─── Provided material

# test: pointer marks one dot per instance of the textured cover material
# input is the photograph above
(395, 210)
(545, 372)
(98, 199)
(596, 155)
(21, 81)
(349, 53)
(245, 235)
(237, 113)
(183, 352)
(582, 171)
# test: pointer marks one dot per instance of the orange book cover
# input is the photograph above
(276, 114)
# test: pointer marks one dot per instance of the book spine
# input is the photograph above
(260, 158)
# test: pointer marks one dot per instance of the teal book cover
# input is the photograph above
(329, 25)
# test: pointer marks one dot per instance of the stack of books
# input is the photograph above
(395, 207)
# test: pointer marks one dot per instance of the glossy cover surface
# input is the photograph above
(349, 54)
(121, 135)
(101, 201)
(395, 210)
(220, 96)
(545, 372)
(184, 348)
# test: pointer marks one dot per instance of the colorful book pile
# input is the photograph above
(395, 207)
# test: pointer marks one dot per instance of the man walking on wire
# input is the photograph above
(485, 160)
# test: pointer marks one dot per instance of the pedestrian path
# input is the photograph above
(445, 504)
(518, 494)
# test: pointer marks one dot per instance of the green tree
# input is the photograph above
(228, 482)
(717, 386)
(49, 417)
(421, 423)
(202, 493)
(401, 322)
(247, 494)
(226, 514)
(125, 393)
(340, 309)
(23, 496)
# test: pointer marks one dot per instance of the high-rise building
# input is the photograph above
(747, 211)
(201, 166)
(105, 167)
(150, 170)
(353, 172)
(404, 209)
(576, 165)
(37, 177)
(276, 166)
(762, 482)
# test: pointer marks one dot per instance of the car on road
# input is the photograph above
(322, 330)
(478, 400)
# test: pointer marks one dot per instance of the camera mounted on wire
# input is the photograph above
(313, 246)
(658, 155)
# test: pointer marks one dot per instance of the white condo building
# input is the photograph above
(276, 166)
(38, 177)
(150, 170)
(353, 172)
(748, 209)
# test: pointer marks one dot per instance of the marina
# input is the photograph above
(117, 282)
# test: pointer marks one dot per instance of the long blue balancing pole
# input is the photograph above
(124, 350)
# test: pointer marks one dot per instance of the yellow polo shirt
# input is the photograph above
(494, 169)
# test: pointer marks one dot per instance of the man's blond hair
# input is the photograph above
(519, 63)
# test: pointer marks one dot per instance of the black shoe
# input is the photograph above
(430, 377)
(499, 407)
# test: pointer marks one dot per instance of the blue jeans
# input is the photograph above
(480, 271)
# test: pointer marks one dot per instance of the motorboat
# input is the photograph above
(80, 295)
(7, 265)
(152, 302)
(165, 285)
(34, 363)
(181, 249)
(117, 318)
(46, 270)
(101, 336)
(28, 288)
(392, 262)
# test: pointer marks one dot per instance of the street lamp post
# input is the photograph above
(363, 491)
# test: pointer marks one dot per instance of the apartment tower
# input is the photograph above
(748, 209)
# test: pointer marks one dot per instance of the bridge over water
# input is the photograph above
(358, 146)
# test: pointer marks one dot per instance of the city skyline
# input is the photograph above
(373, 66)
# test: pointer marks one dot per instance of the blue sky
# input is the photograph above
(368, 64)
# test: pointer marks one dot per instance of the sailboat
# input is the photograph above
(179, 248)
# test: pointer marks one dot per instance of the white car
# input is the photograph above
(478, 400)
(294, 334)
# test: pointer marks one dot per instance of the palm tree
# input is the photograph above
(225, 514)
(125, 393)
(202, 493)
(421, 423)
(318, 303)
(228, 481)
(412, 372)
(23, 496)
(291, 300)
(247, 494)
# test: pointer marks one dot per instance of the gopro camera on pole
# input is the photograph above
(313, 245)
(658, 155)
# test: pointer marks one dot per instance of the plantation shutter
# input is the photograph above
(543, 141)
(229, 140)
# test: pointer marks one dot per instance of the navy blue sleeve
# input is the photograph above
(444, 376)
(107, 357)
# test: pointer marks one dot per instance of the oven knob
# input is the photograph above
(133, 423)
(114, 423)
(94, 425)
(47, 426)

──────

**Assignment:** The answer must be every line of the listing that holds the word "cover".

**Output of the exercise:**
# test: pointer marks one dot per instance of the textured cover material
# test: pointer marks one dot per instance of the orange book cover
# test: pointer marks one dot per instance of the teal book cover
# test: pointer marks one dot per instance of the glossy cover surface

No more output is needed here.